■ CONSIGNE:
Répondez aux questions suivantes à partir du texte source :
1. Dans quelle ville François Macerola a-t-il évoqué pour la première fois l'idée d'un regroupement des festivals ?
2. Sur quel modèle repose le «Montréal complètement cinéma» qu'il a en tête ?
3. Quelle fonction occupe Christine St-Pierre ?

■ TEXTE SOURCE:
##############################

Honnêtement, j'ai d'abord cru à une blague jovialiste. Samedi dernier à Venise, alors que Téléfilm Canada conviait les artisans de films canadiens sélectionnés à la Mostra à un petit «5 à 7», François Macerola réfléchissait à voix haute sur un ton badin et léger. Le président et chef de la direction de la SODEC a alors évoqué, sans trop insister, la possibilité de soumettre aux dirigeants des trois grands festivals de cinéma montréalais (le Festival des films du monde, le Festival du nouveau cinéma, et Fantasia) l'idée d'un regroupement.

Il a en tête une sorte de «Montréal complètement cinéma» (basé sur le modèle de Montréal complètement cirque) qui pourrait s'étaler sur un mois. Chaque festival pourrait ainsi conserver son identité propre.

«Bonne chance!», lui ai-je dit dans un grand éclat de rire, en pensant secrètement que le mousseux était peut-être pour quelque chose dans cette soudaine envolée qui, pour enthousiasmante qu'elle soit, semble très difficilement réalisable. De retour en nos terres, monsieur Macerola a confirmé son projet. Dont il compte s'occuper personnellement. Et sérieusement. C'est en effet à lui que revient la responsabilité de convaincre les différents intervenants de souscrire à une idée qui ne pourra être mise en pratique sans leur aval.

«S'il y a une personne qui est capable de le faire, c'est lui, a déclaré la ministre de la Culture, Christine St-Pierre, au collègue Paul Journet. Il a beaucoup de tact, il est capable d'expliquer les choses aux gens.»

##############################

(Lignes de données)
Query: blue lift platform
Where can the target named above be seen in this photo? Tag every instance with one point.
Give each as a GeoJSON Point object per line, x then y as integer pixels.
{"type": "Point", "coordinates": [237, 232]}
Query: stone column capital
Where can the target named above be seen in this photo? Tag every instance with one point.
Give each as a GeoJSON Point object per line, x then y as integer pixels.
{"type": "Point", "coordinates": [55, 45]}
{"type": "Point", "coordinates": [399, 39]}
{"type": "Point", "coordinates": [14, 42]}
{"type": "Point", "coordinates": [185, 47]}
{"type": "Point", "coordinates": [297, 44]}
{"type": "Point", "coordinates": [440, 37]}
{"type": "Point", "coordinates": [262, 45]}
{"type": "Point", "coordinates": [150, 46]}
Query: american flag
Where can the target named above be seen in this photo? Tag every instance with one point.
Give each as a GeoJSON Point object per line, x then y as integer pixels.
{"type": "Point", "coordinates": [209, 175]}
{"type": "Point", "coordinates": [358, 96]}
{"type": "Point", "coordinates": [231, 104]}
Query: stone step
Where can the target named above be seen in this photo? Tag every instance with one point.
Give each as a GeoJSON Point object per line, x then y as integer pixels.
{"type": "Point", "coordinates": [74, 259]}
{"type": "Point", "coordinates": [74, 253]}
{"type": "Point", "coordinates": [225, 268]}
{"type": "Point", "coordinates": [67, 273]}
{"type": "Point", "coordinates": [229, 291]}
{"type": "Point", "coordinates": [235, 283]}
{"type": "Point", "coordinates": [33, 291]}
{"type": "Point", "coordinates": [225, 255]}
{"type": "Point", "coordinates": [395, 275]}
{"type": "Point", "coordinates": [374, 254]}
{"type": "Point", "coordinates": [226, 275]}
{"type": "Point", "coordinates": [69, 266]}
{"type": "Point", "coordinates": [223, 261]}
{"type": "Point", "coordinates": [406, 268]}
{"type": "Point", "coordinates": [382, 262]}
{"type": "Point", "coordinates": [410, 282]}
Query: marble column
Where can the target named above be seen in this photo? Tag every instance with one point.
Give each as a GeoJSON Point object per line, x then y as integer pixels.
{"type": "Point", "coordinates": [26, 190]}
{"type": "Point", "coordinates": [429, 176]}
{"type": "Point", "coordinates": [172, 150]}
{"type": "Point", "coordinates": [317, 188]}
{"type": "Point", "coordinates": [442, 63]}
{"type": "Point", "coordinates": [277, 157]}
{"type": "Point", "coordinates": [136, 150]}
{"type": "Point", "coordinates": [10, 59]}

##############################

■ SOLUTION:
1. À Venise.
2. Sur le modèle de Montréal complètement cirque.
3. Ministre de la Culture.